● **The problem**: In the passage on predicting viruses that infect bacterial hosts, how many times were the negative training and testing data selected at random?

● **Extract provided**:
☆ ☆ ☆ ☆ ☆

For each of the 9 bacterial host genera, we built a model to predict new viruses that are potentially capable of infecting the corresponding host. In order to evaluate the performance of a supervised learning method, we needed to partition the data into training data and testing data. Instead of using cross-validation as in most studies, we designed a more realistic scenario to predict future new discoveries of viruses infecting the host given previously knowing infectious viruses. Table 1 shows the positive training data and positive testing data as before and after the chosen cutting year, respectively. The negative training data and the negative testing data were chosen randomly without overlaps from the viruses that were not identified to infect the corresponding host. The sizes of positive training/testing and negative training/testing data were set equal. Besides, in order to reduce the variation of performance introduced by selecting negative training data and negative testing data, we selected the negative data randomly for 50 times. The performance of any method was measured as the average performance over 50 repeats with different negative training and testing data.

Table 1 Description of the training and testing data

In addition to identifying the optimal machine learning methods for predicting virus-host infectious associations, we also applied our best prediction method to estimate the fraction of true infectious associations (reliability) in viral tagging experiments [26, 27]. Viral tagging is a new high throughput experimental procedure for detecting viruses infecting a particular host.

☆ ☆ ☆ ☆ ☆

● **The data**:
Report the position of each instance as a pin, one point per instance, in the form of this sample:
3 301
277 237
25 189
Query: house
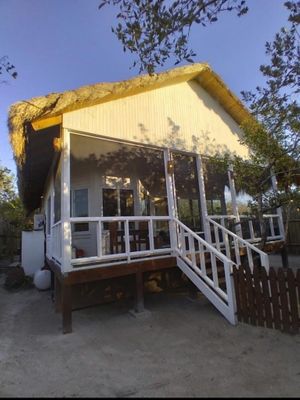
120 171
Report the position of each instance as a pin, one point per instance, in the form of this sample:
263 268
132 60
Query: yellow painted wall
181 116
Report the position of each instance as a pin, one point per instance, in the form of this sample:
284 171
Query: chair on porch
117 244
142 237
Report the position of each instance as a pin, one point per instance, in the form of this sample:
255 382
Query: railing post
65 202
204 213
235 209
279 209
171 194
230 293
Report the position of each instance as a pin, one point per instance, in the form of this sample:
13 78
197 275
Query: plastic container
42 279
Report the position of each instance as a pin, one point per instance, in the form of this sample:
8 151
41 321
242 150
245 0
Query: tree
12 214
274 135
156 30
6 67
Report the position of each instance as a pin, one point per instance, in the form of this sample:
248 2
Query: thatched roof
56 104
26 117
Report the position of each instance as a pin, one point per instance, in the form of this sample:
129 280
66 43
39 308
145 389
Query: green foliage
7 67
12 214
156 30
274 136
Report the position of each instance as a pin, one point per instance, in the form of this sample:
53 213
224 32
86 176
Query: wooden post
65 203
66 308
57 295
171 193
284 252
139 297
204 212
235 209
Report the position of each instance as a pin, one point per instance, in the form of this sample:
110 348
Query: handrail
116 218
263 256
126 247
219 254
196 269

☆ ☆ ☆ ☆ ☆

● **Result for this task**: 50 times